§ **Problem details**: I need the lines below from the one with "721 202 L 512" down to the one with "Give the mask of the green" reproduced exactly, both ends included, and nothing else.

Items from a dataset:
"""
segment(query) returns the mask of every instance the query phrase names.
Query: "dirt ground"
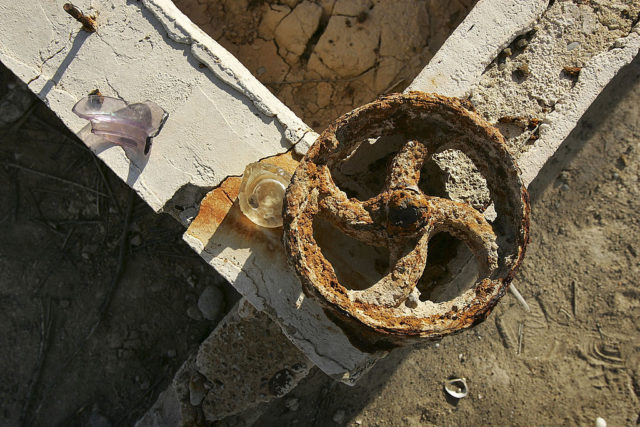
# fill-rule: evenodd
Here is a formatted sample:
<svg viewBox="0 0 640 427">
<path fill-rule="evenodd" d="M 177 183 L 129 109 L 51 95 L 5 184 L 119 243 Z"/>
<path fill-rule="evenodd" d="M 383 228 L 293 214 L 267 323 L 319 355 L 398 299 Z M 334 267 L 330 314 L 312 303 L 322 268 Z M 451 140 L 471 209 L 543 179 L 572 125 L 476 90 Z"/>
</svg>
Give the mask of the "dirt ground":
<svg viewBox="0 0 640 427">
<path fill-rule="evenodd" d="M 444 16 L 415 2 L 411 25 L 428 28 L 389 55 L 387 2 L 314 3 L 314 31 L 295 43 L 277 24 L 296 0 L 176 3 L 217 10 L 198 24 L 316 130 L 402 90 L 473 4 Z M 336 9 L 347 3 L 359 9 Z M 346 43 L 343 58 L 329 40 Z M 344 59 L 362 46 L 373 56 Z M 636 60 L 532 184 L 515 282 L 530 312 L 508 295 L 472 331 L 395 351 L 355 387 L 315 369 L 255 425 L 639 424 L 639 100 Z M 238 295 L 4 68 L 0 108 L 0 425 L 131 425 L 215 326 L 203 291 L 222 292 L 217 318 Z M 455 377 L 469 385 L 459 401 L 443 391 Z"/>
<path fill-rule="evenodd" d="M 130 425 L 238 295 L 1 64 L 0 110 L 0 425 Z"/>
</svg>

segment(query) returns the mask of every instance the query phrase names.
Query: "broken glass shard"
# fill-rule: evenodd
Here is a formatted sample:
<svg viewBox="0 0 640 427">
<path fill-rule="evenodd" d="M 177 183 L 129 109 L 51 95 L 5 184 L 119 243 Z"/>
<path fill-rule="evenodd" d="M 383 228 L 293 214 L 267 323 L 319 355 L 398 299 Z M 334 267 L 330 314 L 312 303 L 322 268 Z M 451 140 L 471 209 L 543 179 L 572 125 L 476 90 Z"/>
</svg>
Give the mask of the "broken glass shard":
"""
"""
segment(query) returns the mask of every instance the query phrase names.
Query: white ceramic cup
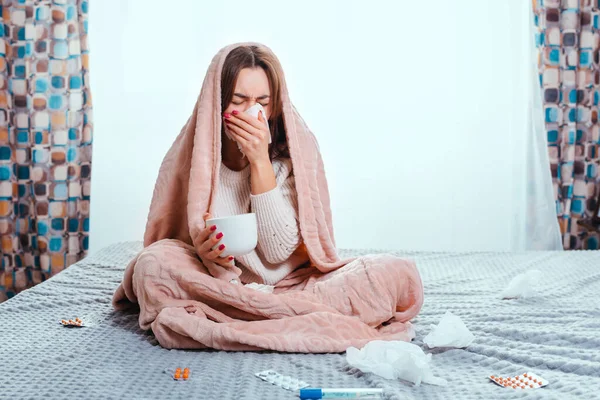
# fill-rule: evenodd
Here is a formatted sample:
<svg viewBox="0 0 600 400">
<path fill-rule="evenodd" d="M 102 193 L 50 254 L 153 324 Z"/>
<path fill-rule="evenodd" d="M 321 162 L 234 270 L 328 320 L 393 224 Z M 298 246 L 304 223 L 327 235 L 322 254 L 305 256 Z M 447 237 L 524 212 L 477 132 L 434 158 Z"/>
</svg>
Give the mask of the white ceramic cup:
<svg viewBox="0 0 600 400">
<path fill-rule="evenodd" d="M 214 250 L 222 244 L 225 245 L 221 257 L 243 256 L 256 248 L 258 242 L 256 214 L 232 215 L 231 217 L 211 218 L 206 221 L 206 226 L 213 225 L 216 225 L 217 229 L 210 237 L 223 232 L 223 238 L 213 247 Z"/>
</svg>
"""
"""
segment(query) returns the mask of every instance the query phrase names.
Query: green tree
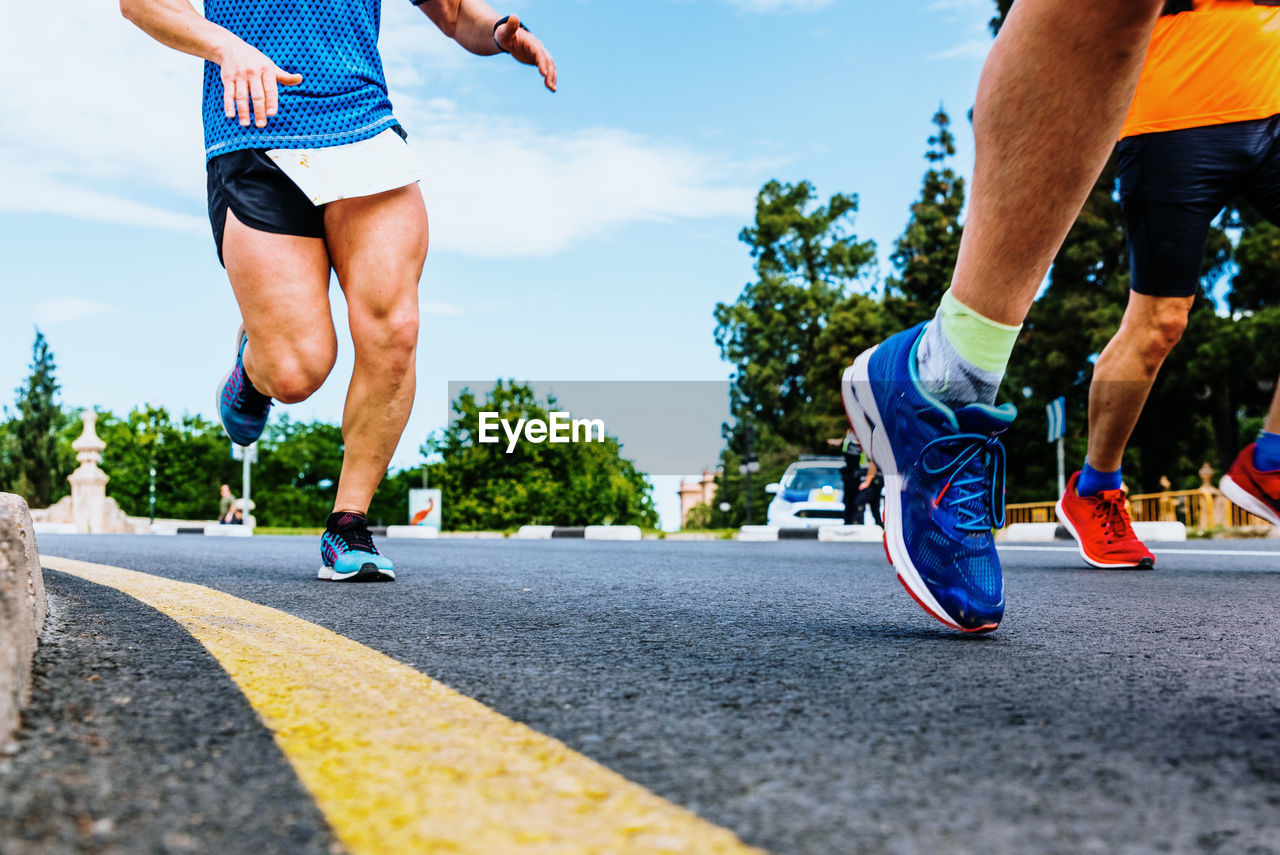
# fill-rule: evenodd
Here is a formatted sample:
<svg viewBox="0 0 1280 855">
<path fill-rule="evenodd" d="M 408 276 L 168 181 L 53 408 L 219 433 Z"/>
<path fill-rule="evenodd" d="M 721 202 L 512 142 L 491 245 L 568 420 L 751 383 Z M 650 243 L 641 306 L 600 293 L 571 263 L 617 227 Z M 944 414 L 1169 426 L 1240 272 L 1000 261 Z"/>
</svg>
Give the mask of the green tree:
"""
§ **Solution for this problem**:
<path fill-rule="evenodd" d="M 721 202 L 512 142 L 491 245 L 568 420 L 751 383 Z M 650 243 L 641 306 L 600 293 L 571 263 L 617 227 Z M 944 414 L 1169 426 L 1240 272 L 1000 261 Z"/>
</svg>
Give the mask of the green tree:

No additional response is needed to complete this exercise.